### Tasks for this exercise
[1] Return the stretch from "I don't think" through "these files?" of the module error injection thread, copied character for character.
[2] Extend the module error injection thread past its last line.

I don't think we use them... we just set them to "always trigger" and
then create the conditions for that to happen.  But my question still
remains:  what is the benefit of using the bpf approach over writing
these files?

Lucas De Marchi

>
>>
>>   Luis
Daniel Gomez Feb. 28, 2025, 9:27 a.m. UTC | #10
On Mon, Feb 24, 2025 at 08:43:45AM +0100, Lucas De Marchi wrote:
> On Sat, Feb 22, 2025 at 10:35:07PM +0100, Daniel Gomez wrote:
> > On Fri, Feb 21, 2025 at 12:15:40PM +0100, Luis Chamberlain wrote:
> > > On Wed, Feb 19, 2025 at 02:17:48PM -0600, Lucas De Marchi wrote:
> > > > On Tue, Jan 28, 2025 at 12:57:05PM -0800, Luis Chamberlain wrote:
> > > > > On Wed, Jan 22, 2025 at 09:02:19AM -0800, Alexei Starovoitov wrote:
> > > > > > On Wed, Jan 22, 2025 at 5:12 AM Daniel Gomez <da.gomez@samsung.com> wrote:
> > > > > > >
> > > > > > > Add support for a module error injection tool. The tool
> > > > > > > can inject errors in the annotated module kernel functions
> > > > > > > such as complete_formation(), do_init_module() and
> > > > > > > module_enable_rodata_after_init(). Module name and module function are
> > > > > > > required parameters to have control over the error injection.
> > > > > > >
> > > > > > > Example: Inject error -22 to module_enable_rodata_ro_after_init for
> > > > > > > brd module:
> > > > > > >
> > > > > > > sudo moderr --modname=brd --modfunc=module_enable_rodata_ro_after_init \
> > > > > > > --error=-22 --trace
> > > > > > > Monitoring module error injection... Hit Ctrl-C to end.
> > > > > > > MODULE     ERROR FUNCTION
> > > > > > > brd        -22   module_enable_rodata_after_init()

### Supplied information
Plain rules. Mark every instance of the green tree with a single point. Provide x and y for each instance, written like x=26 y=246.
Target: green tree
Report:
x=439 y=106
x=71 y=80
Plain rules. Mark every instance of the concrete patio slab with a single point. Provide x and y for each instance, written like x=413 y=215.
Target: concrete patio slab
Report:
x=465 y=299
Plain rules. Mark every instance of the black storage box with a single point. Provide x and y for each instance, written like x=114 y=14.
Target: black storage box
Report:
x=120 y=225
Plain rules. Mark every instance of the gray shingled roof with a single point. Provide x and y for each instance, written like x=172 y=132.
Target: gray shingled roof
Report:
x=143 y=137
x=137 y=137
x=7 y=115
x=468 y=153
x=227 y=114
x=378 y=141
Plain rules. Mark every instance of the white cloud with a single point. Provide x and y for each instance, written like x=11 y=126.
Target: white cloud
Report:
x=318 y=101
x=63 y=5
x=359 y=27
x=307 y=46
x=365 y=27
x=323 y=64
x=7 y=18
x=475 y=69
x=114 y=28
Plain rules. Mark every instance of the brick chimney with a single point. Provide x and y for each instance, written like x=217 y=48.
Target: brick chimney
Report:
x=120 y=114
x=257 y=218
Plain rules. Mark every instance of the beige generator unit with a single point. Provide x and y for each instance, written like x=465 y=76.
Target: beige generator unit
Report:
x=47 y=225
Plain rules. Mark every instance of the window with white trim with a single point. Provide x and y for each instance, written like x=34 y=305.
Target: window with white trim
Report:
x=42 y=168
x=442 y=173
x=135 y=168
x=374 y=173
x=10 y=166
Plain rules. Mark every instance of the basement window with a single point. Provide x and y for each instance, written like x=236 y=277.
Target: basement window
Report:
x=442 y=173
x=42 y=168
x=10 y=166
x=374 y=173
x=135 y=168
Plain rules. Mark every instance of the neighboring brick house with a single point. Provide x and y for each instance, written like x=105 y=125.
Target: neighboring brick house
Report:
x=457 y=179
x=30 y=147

### Task-by-task answers
[1]
I don't think we use them... we just set them to "always trigger" and
then create the conditions for that to happen.  But my question still
remains:  what is the benefit of using the bpf approach over writing
these files?

[2]
> > > > > > >
> > > > > > > Kernel messages:
> > > > > > > [   89.463690] brd: module loaded
> > > > > > > [   89.463855] brd: module_enable_rodata_ro_after_init() returned -22,
> > > > > > > ro_after_init data might still be writable
> > > > > > >
> > > > > > > Signed-off-by: Daniel Gomez <da.gomez@samsung.com>
> > > > > > > ---
> > > > > > >  tools/bpf/Makefile            |  13 ++-
> > > > > > >  tools/bpf/moderr/.gitignore   |   2 +
> > > > > > >  tools/bpf/moderr/Makefile     |  95 +++++++++++++++++
> > > > > > >  tools/bpf/moderr/moderr.bpf.c | 127 +++++++++++++++++++++++
> > > > > > >  tools/bpf/moderr/moderr.c     | 236 ++++++++++++++++++++++++++++++++++++++++++
> > > > > > >  tools/bpf/moderr/moderr.h     |  40 +++++++
> > > > > > >  6 files changed, 510 insertions(+), 3 deletions(-)
> > > > > >
> > > > > > The tool looks useful, but we don't add tools to the kernel repo.
> > > > > > It has to stay out of tree.
> > > > >
> > > > > For selftests we do add random tools.
> > > > >
> > > > > > The value of error injection is not clear to me.
> > > > >
> > > > > It is of great value, since it deals with corner cases which are
> > > > > otherwise hard to reproduce in places which a real error can be
> > > > > catostrophic.
> > > > >
> > > > > > Other places in the kernel use it to test paths in the kernel
> > > > > > that are difficult to do otherwise.
> > > > >
> > > > > Right.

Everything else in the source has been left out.